» ТЕКСТ ДЛЯ ЧТЕНИЯ
************

В начале 1970-х Мао сменил гнев на милость и вернул Дэна в Чжуннаньхай. Но в апреле 1976-го именно Дэн Сяопина обвинили ― без малейших на то оснований ― в пособничестве демонстрантам на Тяньаньмэнь. Вторично отделаться опалой могло не получиться. Но Дэн Сяопин уже успел бежать в Кантон, где железной рукой правил его старый товарищ генерал Сюй Шию. Там Дэн и переждал около года. А дальше ― «снова призвали, без него оказалось никак».

Хуа Гофэн и Ван Дунсин хотели прежней системы. Только без лихотрясок для самой номенклатуры и без конкурентов из «банды четырёх». Но классический маоизм, как сталинизм, предполагает тотальный террор. И требует кадров, подобных Цзян Цин. Значит, как-то что-то надо было менять. Что и как Хуа с Ваном не знали. Пришлось спросить у Дэна.

Он не только имел программу. Которая сохраняла власть партии, усиливала государство. И при этом выводила из взрывного тупика, избегала встречи с рабочими при пиках и нунчаках. Дэн Сяопин был непререкаемо авторитетен в многомиллионном слое правящих ганьбу. Был своим в командном составе НОАК. Его соглашалась принять масса китайского крестьянства. Политическая фигура и биография Дэна внушали устойчивость, успокоение и пусть неясную, но перспективу. Очевидна была уверенная жёсткая сила. Приказа держать массы в повиновении никто не отменял.

Новый-старый зампред и председатель Военного совета ЦК КПК стремительно укрепил собственную власть. В 1977―1978 годах он отстранил Ван Дунсина и его сторонников (включая мэра Пекина У Дэ, командовавшего подавлением апрельской Тяньаньмэнь). К 1981-му всякого влияния лишился Хуа Гофэн, а в 1982-м съезд КПК упразднил председательский пост. Хватит одного Председателя Мао, а то кто-нибудь, чего доброго, сможет повторить. Первым лицом партии стал генеральный секретарь. Этот пост занял Ху Яобан, преданный ученик Дэн Сяопина. Правительство ― Госсовет КНР ― возглавил Чжао Цзыян, другой протеже Дэна.

Постоянный комитет Политбюро состоял из единомышленников Дэн Сяопина. Один из них, экономист Чэнь Юнь, сделался своего рода младшим соправителем. По праву принадлежности к тому же первому поколению руководителей КПК Чэню дозволялось даже иногда возражать Дэну. Такое, впрочем, случалось редко. Оба были неуклонными сторонниками партийной диктатуры и экономических реформ. Оба преклонялись перед тенью Мао Цзэдуна и его единственной ошибкой считали необоснованные репрессии против самих себя. Да и это готовы были простить, благо кончилось хэппи-эндом.

Превыше всего коммунистические мандарины ставили власть своей партии. Но ― интересная черта ― думали они и о Китае. Причём ― в отличие от современных иностранных поклонников ― думать им было чем. Поэтому китайские реформы опередили антиноменклатурную революцию.

Земля ― крестьянам

Старт преобразованиям был объявлен на пленуме ЦК КПК в декабре 1978 года. Новый курс получил название «Политика реформ и открытости». В названиях, кстати, лучше не путаться. Теоретические формулировки, программные тезисы, пафосные лозунги, поэтичные иносказания, бранные ярлыки ― всё это важная часть китайской политической культуры. Отношение здесь чеканное. Каждое слово имеет значение.

************

[Сохранённые данные]

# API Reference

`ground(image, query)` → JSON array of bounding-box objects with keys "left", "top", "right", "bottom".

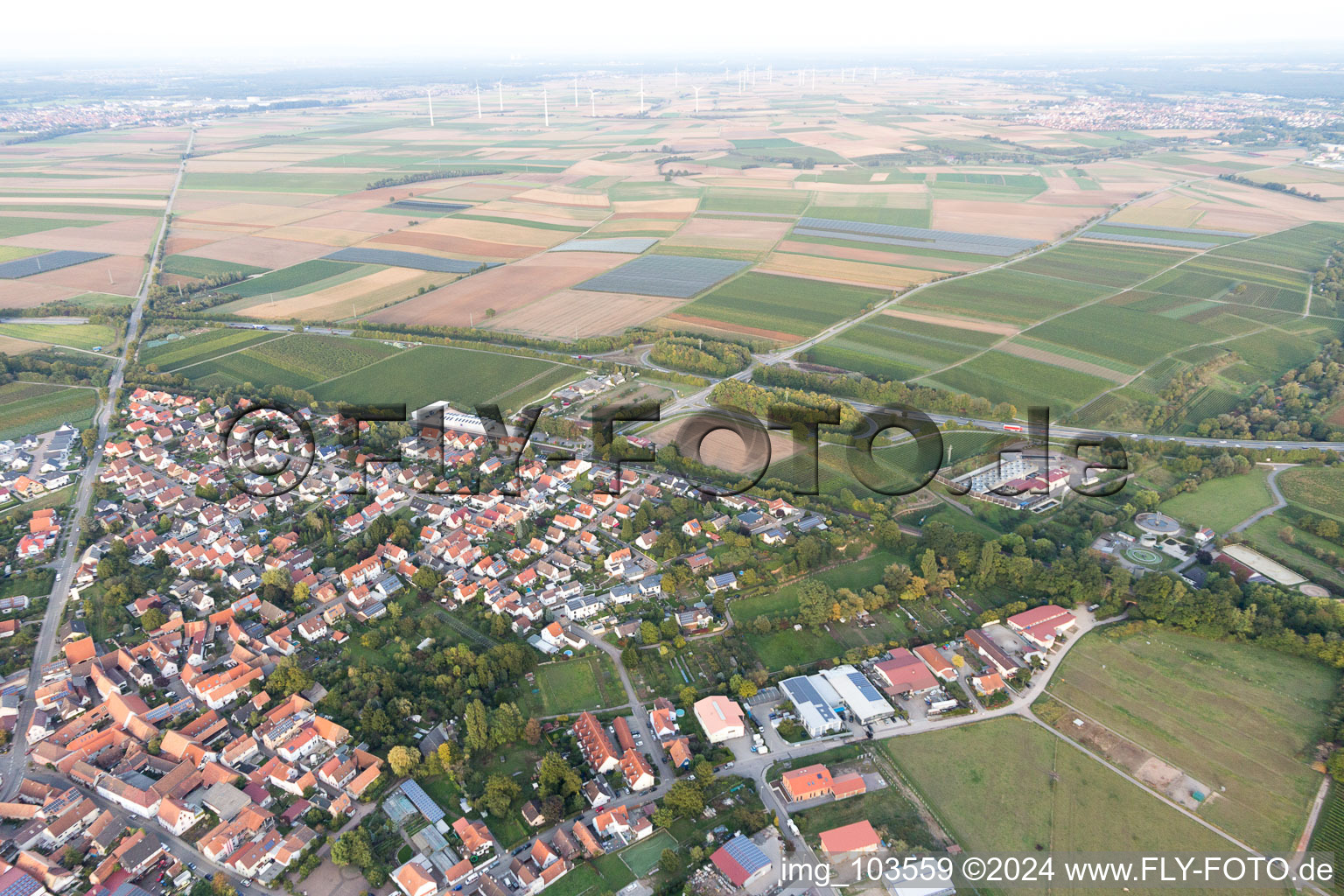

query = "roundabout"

[{"left": 1125, "top": 548, "right": 1163, "bottom": 567}]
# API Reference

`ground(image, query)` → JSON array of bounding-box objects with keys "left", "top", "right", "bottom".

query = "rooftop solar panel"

[
  {"left": 402, "top": 780, "right": 444, "bottom": 823},
  {"left": 575, "top": 256, "right": 747, "bottom": 298},
  {"left": 551, "top": 236, "right": 659, "bottom": 256}
]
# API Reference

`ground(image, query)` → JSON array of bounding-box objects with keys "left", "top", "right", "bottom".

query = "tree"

[
  {"left": 464, "top": 700, "right": 491, "bottom": 752},
  {"left": 266, "top": 657, "right": 313, "bottom": 698},
  {"left": 479, "top": 773, "right": 523, "bottom": 816},
  {"left": 140, "top": 607, "right": 168, "bottom": 634},
  {"left": 387, "top": 745, "right": 419, "bottom": 778},
  {"left": 411, "top": 565, "right": 438, "bottom": 592}
]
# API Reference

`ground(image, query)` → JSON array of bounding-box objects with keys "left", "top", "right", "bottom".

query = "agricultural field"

[
  {"left": 880, "top": 716, "right": 1252, "bottom": 892},
  {"left": 312, "top": 346, "right": 584, "bottom": 411},
  {"left": 175, "top": 333, "right": 399, "bottom": 388},
  {"left": 1158, "top": 466, "right": 1274, "bottom": 535},
  {"left": 138, "top": 326, "right": 284, "bottom": 372},
  {"left": 0, "top": 383, "right": 98, "bottom": 439},
  {"left": 0, "top": 324, "right": 117, "bottom": 351},
  {"left": 1048, "top": 627, "right": 1339, "bottom": 850},
  {"left": 672, "top": 271, "right": 891, "bottom": 339}
]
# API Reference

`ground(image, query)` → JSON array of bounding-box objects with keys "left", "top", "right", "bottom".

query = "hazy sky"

[{"left": 8, "top": 0, "right": 1344, "bottom": 62}]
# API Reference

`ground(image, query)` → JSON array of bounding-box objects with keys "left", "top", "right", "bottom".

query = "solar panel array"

[
  {"left": 1083, "top": 230, "right": 1222, "bottom": 248},
  {"left": 402, "top": 780, "right": 444, "bottom": 825},
  {"left": 793, "top": 218, "right": 1040, "bottom": 258},
  {"left": 0, "top": 248, "right": 108, "bottom": 279},
  {"left": 723, "top": 834, "right": 770, "bottom": 874},
  {"left": 575, "top": 256, "right": 747, "bottom": 298},
  {"left": 323, "top": 248, "right": 492, "bottom": 274},
  {"left": 845, "top": 672, "right": 882, "bottom": 701},
  {"left": 551, "top": 236, "right": 659, "bottom": 256},
  {"left": 1109, "top": 220, "right": 1256, "bottom": 238}
]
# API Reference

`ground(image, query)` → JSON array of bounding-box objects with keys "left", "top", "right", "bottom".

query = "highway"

[{"left": 0, "top": 130, "right": 196, "bottom": 801}]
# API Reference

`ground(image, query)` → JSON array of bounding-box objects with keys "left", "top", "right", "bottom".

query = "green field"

[
  {"left": 140, "top": 326, "right": 284, "bottom": 371},
  {"left": 1050, "top": 626, "right": 1339, "bottom": 850},
  {"left": 176, "top": 333, "right": 399, "bottom": 388},
  {"left": 0, "top": 324, "right": 117, "bottom": 349},
  {"left": 677, "top": 271, "right": 891, "bottom": 336},
  {"left": 1276, "top": 466, "right": 1344, "bottom": 519},
  {"left": 882, "top": 716, "right": 1238, "bottom": 892},
  {"left": 208, "top": 258, "right": 359, "bottom": 298},
  {"left": 0, "top": 219, "right": 105, "bottom": 240},
  {"left": 0, "top": 383, "right": 98, "bottom": 439},
  {"left": 313, "top": 346, "right": 582, "bottom": 410},
  {"left": 922, "top": 351, "right": 1116, "bottom": 414},
  {"left": 163, "top": 256, "right": 269, "bottom": 278},
  {"left": 1309, "top": 783, "right": 1344, "bottom": 893},
  {"left": 1157, "top": 466, "right": 1274, "bottom": 533},
  {"left": 520, "top": 652, "right": 627, "bottom": 716},
  {"left": 808, "top": 314, "right": 1003, "bottom": 380}
]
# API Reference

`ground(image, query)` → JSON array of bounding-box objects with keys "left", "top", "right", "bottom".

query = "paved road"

[
  {"left": 1231, "top": 464, "right": 1297, "bottom": 532},
  {"left": 0, "top": 130, "right": 196, "bottom": 799},
  {"left": 574, "top": 623, "right": 674, "bottom": 779}
]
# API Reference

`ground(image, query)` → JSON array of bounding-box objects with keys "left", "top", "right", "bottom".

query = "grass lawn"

[
  {"left": 619, "top": 830, "right": 677, "bottom": 878},
  {"left": 1278, "top": 466, "right": 1344, "bottom": 520},
  {"left": 793, "top": 788, "right": 933, "bottom": 848},
  {"left": 1050, "top": 627, "right": 1339, "bottom": 850},
  {"left": 520, "top": 652, "right": 626, "bottom": 716},
  {"left": 1157, "top": 466, "right": 1274, "bottom": 533},
  {"left": 882, "top": 716, "right": 1252, "bottom": 892}
]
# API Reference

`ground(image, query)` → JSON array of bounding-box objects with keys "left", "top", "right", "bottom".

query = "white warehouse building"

[{"left": 821, "top": 666, "right": 897, "bottom": 725}]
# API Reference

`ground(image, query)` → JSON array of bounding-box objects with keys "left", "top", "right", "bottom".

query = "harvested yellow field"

[
  {"left": 416, "top": 218, "right": 574, "bottom": 248},
  {"left": 882, "top": 308, "right": 1018, "bottom": 336},
  {"left": 612, "top": 196, "right": 700, "bottom": 218},
  {"left": 758, "top": 253, "right": 934, "bottom": 289},
  {"left": 238, "top": 268, "right": 445, "bottom": 321},
  {"left": 488, "top": 289, "right": 682, "bottom": 339}
]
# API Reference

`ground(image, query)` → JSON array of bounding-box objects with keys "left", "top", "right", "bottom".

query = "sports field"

[
  {"left": 528, "top": 650, "right": 626, "bottom": 716},
  {"left": 1050, "top": 627, "right": 1339, "bottom": 850},
  {"left": 312, "top": 346, "right": 584, "bottom": 410}
]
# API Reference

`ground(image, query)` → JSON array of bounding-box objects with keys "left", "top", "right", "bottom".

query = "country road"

[{"left": 0, "top": 130, "right": 196, "bottom": 799}]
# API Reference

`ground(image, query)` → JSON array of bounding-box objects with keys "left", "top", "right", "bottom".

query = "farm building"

[
  {"left": 873, "top": 648, "right": 950, "bottom": 695},
  {"left": 710, "top": 834, "right": 770, "bottom": 888},
  {"left": 692, "top": 696, "right": 747, "bottom": 745},
  {"left": 1008, "top": 603, "right": 1078, "bottom": 650},
  {"left": 821, "top": 821, "right": 882, "bottom": 853},
  {"left": 821, "top": 666, "right": 897, "bottom": 725},
  {"left": 780, "top": 676, "right": 844, "bottom": 738}
]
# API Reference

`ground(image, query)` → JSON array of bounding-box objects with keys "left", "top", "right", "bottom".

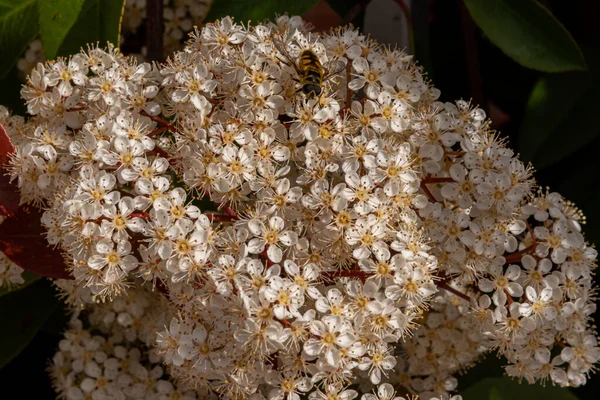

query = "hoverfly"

[{"left": 273, "top": 33, "right": 345, "bottom": 99}]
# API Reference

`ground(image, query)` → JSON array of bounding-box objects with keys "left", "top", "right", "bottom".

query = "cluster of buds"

[
  {"left": 1, "top": 16, "right": 600, "bottom": 400},
  {"left": 49, "top": 282, "right": 205, "bottom": 400}
]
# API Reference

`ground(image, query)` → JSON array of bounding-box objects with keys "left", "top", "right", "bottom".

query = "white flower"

[{"left": 248, "top": 217, "right": 298, "bottom": 263}]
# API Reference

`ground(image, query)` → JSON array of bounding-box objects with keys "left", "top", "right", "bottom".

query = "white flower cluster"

[
  {"left": 6, "top": 16, "right": 600, "bottom": 400},
  {"left": 17, "top": 0, "right": 213, "bottom": 78},
  {"left": 49, "top": 282, "right": 206, "bottom": 400}
]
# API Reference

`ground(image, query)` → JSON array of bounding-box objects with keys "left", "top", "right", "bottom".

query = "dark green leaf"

[
  {"left": 205, "top": 0, "right": 318, "bottom": 23},
  {"left": 0, "top": 271, "right": 41, "bottom": 297},
  {"left": 39, "top": 0, "right": 84, "bottom": 60},
  {"left": 57, "top": 0, "right": 125, "bottom": 56},
  {"left": 0, "top": 0, "right": 39, "bottom": 78},
  {"left": 0, "top": 280, "right": 57, "bottom": 368},
  {"left": 519, "top": 51, "right": 600, "bottom": 170},
  {"left": 461, "top": 376, "right": 577, "bottom": 400},
  {"left": 464, "top": 0, "right": 586, "bottom": 72}
]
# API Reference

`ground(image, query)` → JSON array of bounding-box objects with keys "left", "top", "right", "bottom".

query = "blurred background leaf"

[
  {"left": 206, "top": 0, "right": 318, "bottom": 24},
  {"left": 0, "top": 0, "right": 39, "bottom": 78},
  {"left": 0, "top": 271, "right": 41, "bottom": 297},
  {"left": 519, "top": 47, "right": 600, "bottom": 170},
  {"left": 57, "top": 0, "right": 125, "bottom": 56},
  {"left": 461, "top": 376, "right": 577, "bottom": 400},
  {"left": 464, "top": 0, "right": 586, "bottom": 72},
  {"left": 0, "top": 280, "right": 58, "bottom": 368},
  {"left": 39, "top": 0, "right": 84, "bottom": 60}
]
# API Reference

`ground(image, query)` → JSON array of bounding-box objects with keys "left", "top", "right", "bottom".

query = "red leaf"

[
  {"left": 0, "top": 208, "right": 73, "bottom": 279},
  {"left": 0, "top": 124, "right": 20, "bottom": 216}
]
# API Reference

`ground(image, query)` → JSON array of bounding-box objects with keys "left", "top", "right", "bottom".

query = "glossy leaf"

[
  {"left": 57, "top": 0, "right": 125, "bottom": 56},
  {"left": 0, "top": 0, "right": 39, "bottom": 78},
  {"left": 0, "top": 281, "right": 57, "bottom": 368},
  {"left": 206, "top": 0, "right": 318, "bottom": 23},
  {"left": 461, "top": 376, "right": 577, "bottom": 400},
  {"left": 0, "top": 124, "right": 20, "bottom": 216},
  {"left": 519, "top": 48, "right": 600, "bottom": 170},
  {"left": 465, "top": 0, "right": 586, "bottom": 72},
  {"left": 0, "top": 207, "right": 72, "bottom": 279},
  {"left": 0, "top": 271, "right": 42, "bottom": 297},
  {"left": 39, "top": 0, "right": 84, "bottom": 59}
]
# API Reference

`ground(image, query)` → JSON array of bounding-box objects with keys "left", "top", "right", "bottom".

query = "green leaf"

[
  {"left": 0, "top": 280, "right": 57, "bottom": 368},
  {"left": 0, "top": 271, "right": 41, "bottom": 297},
  {"left": 461, "top": 376, "right": 577, "bottom": 400},
  {"left": 519, "top": 47, "right": 600, "bottom": 170},
  {"left": 57, "top": 0, "right": 125, "bottom": 56},
  {"left": 39, "top": 0, "right": 84, "bottom": 60},
  {"left": 0, "top": 0, "right": 39, "bottom": 79},
  {"left": 205, "top": 0, "right": 318, "bottom": 23},
  {"left": 464, "top": 0, "right": 586, "bottom": 72}
]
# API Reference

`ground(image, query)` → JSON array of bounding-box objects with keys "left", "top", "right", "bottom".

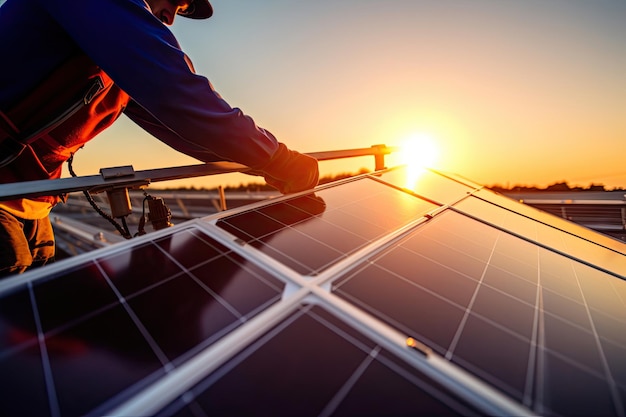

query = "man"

[{"left": 0, "top": 0, "right": 318, "bottom": 276}]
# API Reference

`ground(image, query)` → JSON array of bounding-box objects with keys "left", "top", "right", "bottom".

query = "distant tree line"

[{"left": 487, "top": 181, "right": 624, "bottom": 193}]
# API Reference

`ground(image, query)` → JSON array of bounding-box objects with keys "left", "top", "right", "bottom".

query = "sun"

[
  {"left": 397, "top": 133, "right": 439, "bottom": 189},
  {"left": 399, "top": 133, "right": 439, "bottom": 171}
]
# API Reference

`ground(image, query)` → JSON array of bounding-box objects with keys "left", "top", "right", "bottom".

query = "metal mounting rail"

[{"left": 0, "top": 145, "right": 397, "bottom": 201}]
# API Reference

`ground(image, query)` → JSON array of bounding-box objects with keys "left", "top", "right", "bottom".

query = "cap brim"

[{"left": 178, "top": 0, "right": 213, "bottom": 19}]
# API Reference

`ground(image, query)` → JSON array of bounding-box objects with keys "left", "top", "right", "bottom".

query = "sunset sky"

[{"left": 66, "top": 0, "right": 626, "bottom": 187}]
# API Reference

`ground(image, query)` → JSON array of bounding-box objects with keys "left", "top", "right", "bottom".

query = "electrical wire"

[{"left": 67, "top": 154, "right": 132, "bottom": 239}]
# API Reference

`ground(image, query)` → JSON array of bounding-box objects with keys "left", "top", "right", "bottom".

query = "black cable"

[{"left": 67, "top": 155, "right": 132, "bottom": 239}]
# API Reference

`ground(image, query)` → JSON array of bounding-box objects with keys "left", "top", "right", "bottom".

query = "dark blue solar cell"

[
  {"left": 333, "top": 265, "right": 465, "bottom": 354},
  {"left": 333, "top": 212, "right": 626, "bottom": 415},
  {"left": 191, "top": 254, "right": 285, "bottom": 317},
  {"left": 154, "top": 230, "right": 229, "bottom": 268},
  {"left": 217, "top": 179, "right": 437, "bottom": 275},
  {"left": 0, "top": 286, "right": 37, "bottom": 357},
  {"left": 127, "top": 275, "right": 239, "bottom": 361},
  {"left": 160, "top": 307, "right": 477, "bottom": 416},
  {"left": 452, "top": 315, "right": 531, "bottom": 402},
  {"left": 0, "top": 344, "right": 52, "bottom": 417},
  {"left": 541, "top": 353, "right": 624, "bottom": 417},
  {"left": 98, "top": 243, "right": 182, "bottom": 296},
  {"left": 33, "top": 263, "right": 118, "bottom": 332},
  {"left": 45, "top": 305, "right": 164, "bottom": 416}
]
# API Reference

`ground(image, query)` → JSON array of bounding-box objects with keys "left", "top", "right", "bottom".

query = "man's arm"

[{"left": 38, "top": 0, "right": 317, "bottom": 184}]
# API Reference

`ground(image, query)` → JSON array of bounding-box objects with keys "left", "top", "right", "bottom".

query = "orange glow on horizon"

[{"left": 398, "top": 133, "right": 440, "bottom": 189}]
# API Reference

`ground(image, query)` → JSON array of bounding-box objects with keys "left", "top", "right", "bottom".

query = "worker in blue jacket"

[{"left": 0, "top": 0, "right": 319, "bottom": 277}]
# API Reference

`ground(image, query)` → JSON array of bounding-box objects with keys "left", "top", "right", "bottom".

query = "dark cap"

[{"left": 178, "top": 0, "right": 213, "bottom": 19}]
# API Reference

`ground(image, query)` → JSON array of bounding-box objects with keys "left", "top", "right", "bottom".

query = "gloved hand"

[{"left": 260, "top": 143, "right": 319, "bottom": 194}]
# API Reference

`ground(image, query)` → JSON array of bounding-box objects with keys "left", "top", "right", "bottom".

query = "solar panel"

[
  {"left": 0, "top": 164, "right": 626, "bottom": 417},
  {"left": 333, "top": 212, "right": 626, "bottom": 415}
]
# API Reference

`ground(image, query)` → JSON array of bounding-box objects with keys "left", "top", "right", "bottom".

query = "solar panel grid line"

[
  {"left": 96, "top": 258, "right": 173, "bottom": 372},
  {"left": 326, "top": 206, "right": 621, "bottom": 414},
  {"left": 450, "top": 207, "right": 626, "bottom": 280},
  {"left": 522, "top": 242, "right": 543, "bottom": 408},
  {"left": 572, "top": 260, "right": 626, "bottom": 416},
  {"left": 202, "top": 220, "right": 324, "bottom": 293},
  {"left": 27, "top": 282, "right": 61, "bottom": 417},
  {"left": 318, "top": 346, "right": 380, "bottom": 417},
  {"left": 110, "top": 289, "right": 308, "bottom": 416},
  {"left": 368, "top": 174, "right": 450, "bottom": 206},
  {"left": 310, "top": 285, "right": 533, "bottom": 416},
  {"left": 444, "top": 224, "right": 498, "bottom": 360},
  {"left": 313, "top": 217, "right": 431, "bottom": 287},
  {"left": 473, "top": 188, "right": 626, "bottom": 255},
  {"left": 212, "top": 178, "right": 432, "bottom": 276}
]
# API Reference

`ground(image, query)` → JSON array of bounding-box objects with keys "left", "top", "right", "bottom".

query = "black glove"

[{"left": 260, "top": 143, "right": 319, "bottom": 194}]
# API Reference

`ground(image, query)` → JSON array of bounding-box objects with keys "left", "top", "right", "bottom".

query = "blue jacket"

[{"left": 0, "top": 0, "right": 278, "bottom": 168}]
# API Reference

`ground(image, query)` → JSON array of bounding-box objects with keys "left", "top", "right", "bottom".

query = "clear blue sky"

[{"left": 66, "top": 0, "right": 626, "bottom": 186}]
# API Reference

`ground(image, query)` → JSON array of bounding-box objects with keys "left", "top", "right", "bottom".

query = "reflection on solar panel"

[{"left": 0, "top": 169, "right": 626, "bottom": 417}]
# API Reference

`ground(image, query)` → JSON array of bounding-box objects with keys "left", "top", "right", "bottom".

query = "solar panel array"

[{"left": 0, "top": 168, "right": 626, "bottom": 417}]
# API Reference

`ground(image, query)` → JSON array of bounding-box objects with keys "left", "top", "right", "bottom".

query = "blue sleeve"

[{"left": 33, "top": 0, "right": 278, "bottom": 168}]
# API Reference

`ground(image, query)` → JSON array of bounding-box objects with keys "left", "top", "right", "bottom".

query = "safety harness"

[{"left": 0, "top": 54, "right": 129, "bottom": 205}]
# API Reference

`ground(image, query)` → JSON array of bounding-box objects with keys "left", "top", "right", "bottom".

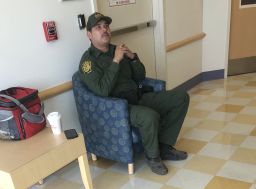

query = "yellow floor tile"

[
  {"left": 217, "top": 104, "right": 244, "bottom": 113},
  {"left": 205, "top": 176, "right": 252, "bottom": 189},
  {"left": 204, "top": 96, "right": 227, "bottom": 103},
  {"left": 211, "top": 133, "right": 246, "bottom": 146},
  {"left": 189, "top": 101, "right": 199, "bottom": 109},
  {"left": 233, "top": 92, "right": 256, "bottom": 98},
  {"left": 245, "top": 81, "right": 256, "bottom": 87},
  {"left": 230, "top": 148, "right": 256, "bottom": 165},
  {"left": 232, "top": 114, "right": 256, "bottom": 124},
  {"left": 185, "top": 155, "right": 226, "bottom": 175},
  {"left": 196, "top": 119, "right": 227, "bottom": 131},
  {"left": 187, "top": 108, "right": 210, "bottom": 118},
  {"left": 175, "top": 138, "right": 207, "bottom": 154},
  {"left": 248, "top": 100, "right": 256, "bottom": 106}
]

************

» КОРОТКОЕ ЗАДАНИЕ
Продолжите текст о возвращении Дэн Сяопина к власти и начале китайских реформ, начав сразу после его последнего предложения.

» ОТВЕТ НИЖЕ
Первоначально это был просто гигантский НЭП. Толчок пошёл через деревню. Власти санкционировали крестьянскую собственность на землю, орудия труда и часть продукции.

Официально частная собственность не признавалась. Коммуны не распускались. Сохранялись и плановые нормативы сдачи государству. За их невыполнение ганьбу из местных партократов не останавливались перед физическими избиениями (о чём взахлёб писала советская печать). Но по факту производственной ячейкой стал семейный двор. Крестьянин получил стимул работать и право зарабатывать. Значительная часть продуктов хлынула на рынок. Сельское хозяйство Китая быстро восстановилось. Впервые в истории КНР от страны отступил призрак голода.

Китайский крестьянин поверил лично Дэн Сяопину. Инициатор реформ сам обратился к селянам: «Трудитесь спокойно. Новых кампаний не будет». Верховная власть гарантировала деревне отказ от политического давления ― в обмен на неукоснительную лояльность. Этот социальный контракт сказался в 1989 году: к драме на Тяньаньмэнь крестьянский миллиард остался почти равнодушен.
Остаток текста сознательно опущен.